-- Begin DATA TO PROCESS --
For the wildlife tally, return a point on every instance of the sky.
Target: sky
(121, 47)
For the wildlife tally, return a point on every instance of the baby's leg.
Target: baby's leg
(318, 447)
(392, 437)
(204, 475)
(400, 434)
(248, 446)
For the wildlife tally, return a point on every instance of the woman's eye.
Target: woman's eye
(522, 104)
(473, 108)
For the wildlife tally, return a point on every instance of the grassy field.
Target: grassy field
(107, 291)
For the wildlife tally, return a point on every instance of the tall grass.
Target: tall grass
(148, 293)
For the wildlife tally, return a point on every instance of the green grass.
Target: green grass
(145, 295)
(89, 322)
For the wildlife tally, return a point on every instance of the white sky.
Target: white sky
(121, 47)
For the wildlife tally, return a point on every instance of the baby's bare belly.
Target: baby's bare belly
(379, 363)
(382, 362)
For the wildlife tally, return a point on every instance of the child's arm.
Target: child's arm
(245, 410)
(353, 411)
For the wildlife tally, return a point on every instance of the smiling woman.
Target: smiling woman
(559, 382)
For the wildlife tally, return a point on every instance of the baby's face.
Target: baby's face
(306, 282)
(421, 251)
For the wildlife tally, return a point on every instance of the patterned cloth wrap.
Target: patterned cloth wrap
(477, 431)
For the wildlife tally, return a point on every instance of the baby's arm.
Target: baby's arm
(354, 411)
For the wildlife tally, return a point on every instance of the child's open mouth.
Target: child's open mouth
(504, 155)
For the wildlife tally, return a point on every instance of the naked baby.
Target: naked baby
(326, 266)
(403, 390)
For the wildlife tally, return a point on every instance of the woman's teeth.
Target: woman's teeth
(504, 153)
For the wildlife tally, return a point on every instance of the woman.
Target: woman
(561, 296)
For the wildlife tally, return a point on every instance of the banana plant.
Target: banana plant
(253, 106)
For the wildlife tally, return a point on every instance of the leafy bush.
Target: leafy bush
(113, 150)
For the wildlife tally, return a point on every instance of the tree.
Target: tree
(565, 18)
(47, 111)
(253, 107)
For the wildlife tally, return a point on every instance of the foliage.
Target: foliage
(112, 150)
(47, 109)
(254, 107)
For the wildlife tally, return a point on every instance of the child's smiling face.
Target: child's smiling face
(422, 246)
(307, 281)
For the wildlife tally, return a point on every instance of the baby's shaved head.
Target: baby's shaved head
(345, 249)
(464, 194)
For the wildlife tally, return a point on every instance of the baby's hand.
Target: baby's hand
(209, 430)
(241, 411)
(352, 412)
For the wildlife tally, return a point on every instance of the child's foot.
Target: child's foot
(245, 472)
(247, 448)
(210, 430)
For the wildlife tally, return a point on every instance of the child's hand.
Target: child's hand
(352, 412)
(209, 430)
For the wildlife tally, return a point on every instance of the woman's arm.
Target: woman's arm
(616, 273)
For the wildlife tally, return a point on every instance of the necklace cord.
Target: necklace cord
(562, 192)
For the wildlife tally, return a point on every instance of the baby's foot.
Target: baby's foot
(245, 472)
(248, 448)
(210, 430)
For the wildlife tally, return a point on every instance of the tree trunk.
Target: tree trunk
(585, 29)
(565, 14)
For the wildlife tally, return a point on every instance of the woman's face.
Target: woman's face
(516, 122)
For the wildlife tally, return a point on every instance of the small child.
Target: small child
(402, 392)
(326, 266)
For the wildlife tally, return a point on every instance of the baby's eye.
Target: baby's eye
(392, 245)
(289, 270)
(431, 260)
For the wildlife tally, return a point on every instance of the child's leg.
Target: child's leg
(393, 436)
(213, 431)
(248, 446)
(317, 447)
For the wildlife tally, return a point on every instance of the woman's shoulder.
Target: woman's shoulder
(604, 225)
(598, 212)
-- End DATA TO PROCESS --
* REQUIREMENT *
Can you rewrite the listing above with "wildlife tally" renamed to "field survey" wherever it appears, leaving every other line and word unchanged?

* THE COMPLETED TASK *
For the field survey, return a point on every instance of the sky.
Target: sky
(121, 47)
For the field survey, return a point on every instance of the baby's leg.
Target: baby's leg
(318, 447)
(392, 437)
(204, 475)
(400, 434)
(248, 446)
For the field survey, return a point on every instance of the woman's eye.
Target: woman's eye
(522, 104)
(473, 108)
For the field survey, return a point on every instance of the grassy field.
Target: grassy field
(107, 291)
For the field survey, return a point on every instance of the tall grass.
Target: tall grass
(148, 293)
For the field survey, return a point on every instance of the green grass.
Target: green grass
(145, 295)
(89, 322)
For the field survey, return a point on every instance of the white sky.
Target: white sky
(121, 47)
For the field survey, return a point on every instance of the baby's bare belly.
Target: baby's bare belly
(379, 363)
(382, 362)
For the field survey, return a point on every instance of the child's arm.
Target: child's arm
(245, 410)
(353, 411)
For the field survey, return a point on every instance of the smiling woman.
Target: smiling woman
(559, 382)
For the field survey, return a point on every instance of the baby's face.
Target: baby's face
(306, 282)
(421, 251)
For the field survey, return a point on every instance of the patterned cloth wrap.
Target: patterned cloth wrap
(477, 431)
For the field survey, return a point on every instance of the baby's arm.
Target: baby's arm
(354, 411)
For the field survey, return a point on every instance of the child's open mouth.
Target: child's open mouth
(504, 155)
For the field survey, return a point on every instance of the naked baby.
Target: naked baby
(326, 266)
(403, 390)
For the field survey, return a point on every instance of the woman's teeth.
Target: woman's teeth
(504, 153)
For the field survey, return a point on every instance of the woman.
Target: woman
(561, 296)
For the field survey, return a point on every instance of the banana plant.
Target: banana plant
(253, 106)
For the field survey, return a point on every instance of the leafy bush.
Target: leafy bush
(113, 150)
For the field survey, return a point on every instance of the tree.
Target: tree
(565, 18)
(47, 111)
(253, 107)
For the field survey, return a point on every instance of the foliage.
Target: foliage
(112, 150)
(47, 109)
(254, 107)
For the field survey, return a point on every instance of the child's smiling face.
Target: child's smiling face
(422, 246)
(307, 281)
For the field survey, return a point on every instance of the baby's shaved head.
Target: baby's shaved head
(345, 249)
(464, 194)
For the field survey, return a point on every instance of the baby's hand.
Target: baby's hand
(209, 430)
(241, 411)
(352, 412)
For the field survey, return a point on every instance of the child's foot.
Target: child's foot
(245, 472)
(247, 448)
(210, 430)
For the field survey, return a point on every instance of the child's hand.
Target: child's hand
(352, 412)
(209, 430)
For the field survey, return a point on every instance of the woman's arm.
Target: woman's arm
(616, 273)
For the field survey, return a point on every instance of the necklace cord.
Target: necklace cord
(562, 192)
For the field survey, return a point on every instance of the baby's foot.
Target: baby's foot
(245, 472)
(248, 448)
(210, 430)
For the field survey, return a point on every instance of the tree trunk.
Target: tree trunk
(585, 29)
(565, 14)
For the field survey, return a point on every instance of the woman's face.
Target: woman's face
(516, 122)
For the field survey, return a point on every instance of the small child.
Target: small child
(402, 392)
(326, 266)
For the field survey, return a point on every instance of the baby's eye.
Target: baby's eye
(392, 245)
(289, 270)
(431, 260)
For the field survey, return a point on every instance of the child's leg.
Target: child's leg
(393, 436)
(213, 431)
(248, 446)
(317, 447)
For the field survey, return a point on every instance of the woman's shoulder.
Target: woman's shoulder
(604, 225)
(598, 212)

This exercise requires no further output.